_Exercise requirements_
Substitute "place a single point on" for "put one marker on" throughout the items below, and reproduce each item with no other changes.

_Dataset items about object locations_
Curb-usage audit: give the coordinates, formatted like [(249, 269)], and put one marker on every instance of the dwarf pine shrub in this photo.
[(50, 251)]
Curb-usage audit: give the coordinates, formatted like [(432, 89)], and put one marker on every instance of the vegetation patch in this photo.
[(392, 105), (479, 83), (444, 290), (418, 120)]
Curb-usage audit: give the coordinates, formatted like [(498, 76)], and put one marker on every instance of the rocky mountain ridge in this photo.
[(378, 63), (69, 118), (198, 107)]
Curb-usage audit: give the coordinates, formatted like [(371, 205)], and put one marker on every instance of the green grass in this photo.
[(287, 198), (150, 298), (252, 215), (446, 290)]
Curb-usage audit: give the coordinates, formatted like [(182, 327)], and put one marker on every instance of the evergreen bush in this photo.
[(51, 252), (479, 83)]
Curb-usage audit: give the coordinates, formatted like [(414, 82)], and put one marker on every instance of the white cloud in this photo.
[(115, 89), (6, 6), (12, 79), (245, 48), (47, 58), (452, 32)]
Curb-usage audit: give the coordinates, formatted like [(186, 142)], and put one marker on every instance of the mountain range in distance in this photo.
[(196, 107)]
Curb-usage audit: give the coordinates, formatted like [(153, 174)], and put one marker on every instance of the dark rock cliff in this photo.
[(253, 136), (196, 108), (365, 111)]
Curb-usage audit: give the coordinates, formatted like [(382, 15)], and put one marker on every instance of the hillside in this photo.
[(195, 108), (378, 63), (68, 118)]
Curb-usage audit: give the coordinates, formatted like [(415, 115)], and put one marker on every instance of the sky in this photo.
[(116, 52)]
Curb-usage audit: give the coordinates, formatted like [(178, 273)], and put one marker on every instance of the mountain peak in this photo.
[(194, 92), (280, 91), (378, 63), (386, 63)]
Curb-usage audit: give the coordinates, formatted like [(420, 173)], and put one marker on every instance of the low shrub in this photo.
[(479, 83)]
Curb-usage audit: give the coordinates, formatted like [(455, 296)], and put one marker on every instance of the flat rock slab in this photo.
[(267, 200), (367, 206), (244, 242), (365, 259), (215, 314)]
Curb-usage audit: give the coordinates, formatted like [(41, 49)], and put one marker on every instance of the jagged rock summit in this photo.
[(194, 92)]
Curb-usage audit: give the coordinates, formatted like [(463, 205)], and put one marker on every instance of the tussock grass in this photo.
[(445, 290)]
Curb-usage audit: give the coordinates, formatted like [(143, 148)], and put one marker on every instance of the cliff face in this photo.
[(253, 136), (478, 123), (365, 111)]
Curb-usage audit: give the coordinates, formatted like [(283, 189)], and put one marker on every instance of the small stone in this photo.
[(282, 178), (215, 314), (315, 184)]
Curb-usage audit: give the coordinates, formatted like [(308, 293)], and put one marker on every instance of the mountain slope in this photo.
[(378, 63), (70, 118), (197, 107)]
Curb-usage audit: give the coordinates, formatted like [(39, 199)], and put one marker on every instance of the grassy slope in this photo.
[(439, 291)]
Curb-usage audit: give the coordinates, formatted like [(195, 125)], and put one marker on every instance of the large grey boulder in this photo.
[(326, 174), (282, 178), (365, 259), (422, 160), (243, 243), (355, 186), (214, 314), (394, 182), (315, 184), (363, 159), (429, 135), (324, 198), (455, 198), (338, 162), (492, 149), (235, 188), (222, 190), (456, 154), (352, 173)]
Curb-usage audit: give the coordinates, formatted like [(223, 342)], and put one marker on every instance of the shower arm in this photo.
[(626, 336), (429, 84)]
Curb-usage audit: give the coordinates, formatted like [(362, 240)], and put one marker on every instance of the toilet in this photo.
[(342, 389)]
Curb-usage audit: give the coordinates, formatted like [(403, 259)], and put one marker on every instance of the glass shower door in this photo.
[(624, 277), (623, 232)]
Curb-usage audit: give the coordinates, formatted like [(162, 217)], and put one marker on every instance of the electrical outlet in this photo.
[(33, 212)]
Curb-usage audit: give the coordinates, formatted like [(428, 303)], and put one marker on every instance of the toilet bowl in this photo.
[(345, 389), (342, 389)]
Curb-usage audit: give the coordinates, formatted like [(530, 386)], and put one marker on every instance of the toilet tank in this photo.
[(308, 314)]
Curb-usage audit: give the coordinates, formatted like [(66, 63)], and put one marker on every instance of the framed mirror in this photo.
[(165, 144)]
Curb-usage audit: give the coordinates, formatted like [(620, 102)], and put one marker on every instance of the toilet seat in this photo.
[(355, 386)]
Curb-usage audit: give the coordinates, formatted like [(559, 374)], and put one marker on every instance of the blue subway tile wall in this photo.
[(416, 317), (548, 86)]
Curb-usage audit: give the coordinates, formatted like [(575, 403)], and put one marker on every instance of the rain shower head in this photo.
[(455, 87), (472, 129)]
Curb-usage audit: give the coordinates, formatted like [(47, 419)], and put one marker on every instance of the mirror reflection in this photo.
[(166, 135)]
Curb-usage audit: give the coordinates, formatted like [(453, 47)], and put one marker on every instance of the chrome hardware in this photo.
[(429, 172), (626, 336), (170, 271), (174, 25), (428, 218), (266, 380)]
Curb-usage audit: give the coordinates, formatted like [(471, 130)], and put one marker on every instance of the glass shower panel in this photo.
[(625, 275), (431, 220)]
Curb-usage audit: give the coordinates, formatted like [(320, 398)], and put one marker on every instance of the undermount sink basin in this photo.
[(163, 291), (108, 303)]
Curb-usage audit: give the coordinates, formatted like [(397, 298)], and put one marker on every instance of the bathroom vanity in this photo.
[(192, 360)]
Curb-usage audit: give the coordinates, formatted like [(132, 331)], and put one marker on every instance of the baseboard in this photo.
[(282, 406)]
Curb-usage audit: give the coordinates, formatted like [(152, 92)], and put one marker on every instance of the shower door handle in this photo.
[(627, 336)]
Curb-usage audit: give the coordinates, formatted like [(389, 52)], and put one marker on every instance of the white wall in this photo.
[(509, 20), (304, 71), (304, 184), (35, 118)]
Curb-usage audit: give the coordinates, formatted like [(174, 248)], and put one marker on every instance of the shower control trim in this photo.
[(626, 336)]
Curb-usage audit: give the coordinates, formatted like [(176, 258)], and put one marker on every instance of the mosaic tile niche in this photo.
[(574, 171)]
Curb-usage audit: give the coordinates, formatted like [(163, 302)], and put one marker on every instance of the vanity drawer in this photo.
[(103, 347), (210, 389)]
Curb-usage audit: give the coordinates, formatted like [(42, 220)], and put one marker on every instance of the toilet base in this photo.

_Result of this exercise_
Curb-usage audit: give the coordinates, formatted like [(249, 269)], and place a single point on every instance of the dwarf pine shrub in this photo.
[(50, 251)]
Curb-usage audit: give the coordinates, formatted like [(432, 89)], and place a single point on every instance of the vegetation patch in this photo.
[(392, 105), (479, 83), (444, 290), (418, 120)]
Curb-usage audit: give the coordinates, formatted like [(498, 76)], and place a single point on every instance of the rocky mountain ridge in this photo.
[(378, 63), (69, 118), (198, 107)]
Curb-usage audit: give the coordinates, formatted like [(371, 205)], and place a single point on every instance of the green grass in this photo.
[(287, 198), (150, 298), (252, 215), (446, 290)]
Curb-usage audit: give the coordinates, formatted like [(182, 327)], and place a single point on every instance of the evergreen bush in this photo.
[(51, 252), (479, 83)]
Curb-usage audit: give the coordinates, formatted like [(414, 82)], and place a single point on every instance of the white cloud in this photo.
[(115, 89), (6, 6), (12, 79), (245, 48), (47, 58), (452, 32)]
Curb-usage audit: give the coordinates, formatted like [(186, 142)], and place a single point on every instance of the mountain range in distance in this photo.
[(196, 107)]
Curb-usage audit: give the coordinates, formatted like [(153, 174)], and place a single point on every instance of the dark rock cliff in this photo.
[(253, 136), (196, 108), (365, 111)]
Curb-usage audit: give the coordinates, formatted like [(382, 15)], and place a single point on every instance of the hillside in this photo.
[(195, 108), (378, 63), (68, 118)]
Curb-usage audit: give the coordinates, formatted like [(415, 115)], and place a single point on every instance of the sky in this photo.
[(116, 52)]
Curb-usage audit: give the coordinates, formatted like [(178, 273)], and place a single point on every instance of the mountain peak in this photo.
[(194, 92), (280, 91), (378, 63), (386, 63)]
Curb-usage audit: give the coordinates, formatted like [(420, 173)], and place a single point on every instance of the low shrub in this photo.
[(479, 83)]
Curb-usage audit: give the coordinates, formatted like [(455, 296)], and place a single point on every instance of the flat rock slab in this photo.
[(267, 200), (367, 206), (244, 242), (365, 259), (215, 314)]
Curb-usage audit: give the coordinates, formatted like [(41, 49)], and place a single point on every instance of the jagged rock summit in this photo.
[(194, 92)]
Curb-usage audit: give the coordinates, formatted like [(463, 205)], and place a single point on every instance of the tussock grass in this photo.
[(445, 290)]
Curb-usage audit: give the coordinates, formatted like [(143, 148)], and place a single point on every instance of the cliff face in this photo.
[(253, 136), (478, 123), (365, 111)]
Curb-usage audit: give the coordinates, formatted like [(283, 189)], and place a single point on every instance of the small stone in this photo.
[(282, 178), (215, 314), (315, 184)]
Curb-usage audit: give the coordinates, formatted like [(308, 293)], and place a single point on every instance of the mountain slope in this photo.
[(378, 63), (70, 118), (197, 107)]
Curb-usage audit: give the coordinates, formatted like [(39, 199)], and place a single point on every instance of the grassy slope in this photo.
[(439, 291)]
Curb-usage audit: give the coordinates, formatted like [(195, 125)], and place a single point on every instance of the large grey boulder in this photo.
[(326, 174), (282, 178), (365, 259), (422, 160), (243, 243), (355, 186), (214, 314), (394, 182), (315, 184), (363, 159), (429, 135), (324, 198), (455, 198), (338, 162), (492, 149), (235, 188), (222, 190), (456, 154), (352, 173)]
Curb-usage audit: give the coordinates, formatted like [(223, 342)], and place a single point on every instance of the shower arm in this photo.
[(626, 336), (429, 84)]
Curb-usage audit: give the coordinates, formatted like [(362, 240)], and place a single point on every instance of the toilet in this photo.
[(342, 389)]
Curb-usage audit: give the coordinates, formatted like [(403, 259)], and place a single point on every instance of the glass shower door in this photo.
[(624, 277), (623, 232)]
Curb-usage audit: give the coordinates, formatted like [(162, 217)], and place a single point on every instance of the electrical outlet in this photo.
[(33, 212)]
Curb-usage audit: give the coordinates, formatted like [(428, 303)], and place a single point on every instance of the toilet bowl in this photo.
[(345, 389), (342, 389)]
Curb-usage audit: give the coordinates, formatted like [(530, 386)], and place a single point on every instance of the toilet tank in this photo.
[(308, 314)]
Curb-usage audit: give the coordinates, formatted like [(66, 63)], and place a single point on every instance of the framed mirror in this photo.
[(165, 144)]
Curb-usage audit: give the coordinates, formatted like [(620, 102)], and place a single point on every instance of the toilet seat in this photo.
[(355, 386)]
Curb-usage audit: give the coordinates, formatted like [(559, 374)], and place a single point on every instance of the blue subway tile wall in this photo.
[(416, 317), (548, 86)]
Curb-usage audit: give the coordinates, formatted like [(575, 403)], and place a single point on every instance of the rain shower head in this photo.
[(455, 87), (472, 129)]
Curb-usage audit: give the coordinates, formatted like [(47, 419)], and place a single point on every instance of the mirror reflection in this photo.
[(166, 135)]
Curb-usage audit: give the coordinates, formatted like [(453, 47)], and place a single point on every instance of the chrome hardware in this photo.
[(429, 172), (626, 336), (170, 271), (174, 25), (428, 218), (266, 380)]
Curb-usage audit: give the coordinates, formatted like [(471, 130)], and place a single point on every instance of the glass shower panel in this photo.
[(625, 275), (431, 220)]
Curb-usage audit: give the coordinates, formatted like [(320, 398)], and place a single point on every instance of the undermount sink basin in this photo.
[(163, 291), (108, 303)]
Curb-usage audit: give the coordinates, formatted like [(397, 298)], and place a single point on every instance of the bathroom vanity in this photo.
[(192, 360)]
Curb-usage audit: give the coordinates, formatted like [(132, 331)], and place a single point on every instance of the baseboard in this photo.
[(282, 406)]
Curb-usage audit: give the coordinates, formatted like [(152, 92)], and place a single point on every instance of the shower door handle in this photo.
[(627, 336)]
Curb-usage audit: give the coordinates, formatted like [(389, 52)], and place a single point on every instance of the white wall in this photo.
[(509, 20), (304, 71), (304, 184), (35, 118)]
Curb-usage audit: give the coordinates, formatted like [(174, 248)], and place a single point on every instance of the shower control trim in this photo.
[(626, 336)]
Curb-usage audit: give the coordinates, formatted like [(176, 258)], and place a single point on every instance of the mosaic tile niche in this photo.
[(574, 171)]
Curb-usage audit: give the coordinates, formatted like [(163, 302)], and place a single point on every instance of the vanity drawer in this photo.
[(103, 347), (210, 389)]
Curb-usage audit: give the coordinates, formatted like [(42, 220)], and place a single point on every instance of the toilet base in this photo.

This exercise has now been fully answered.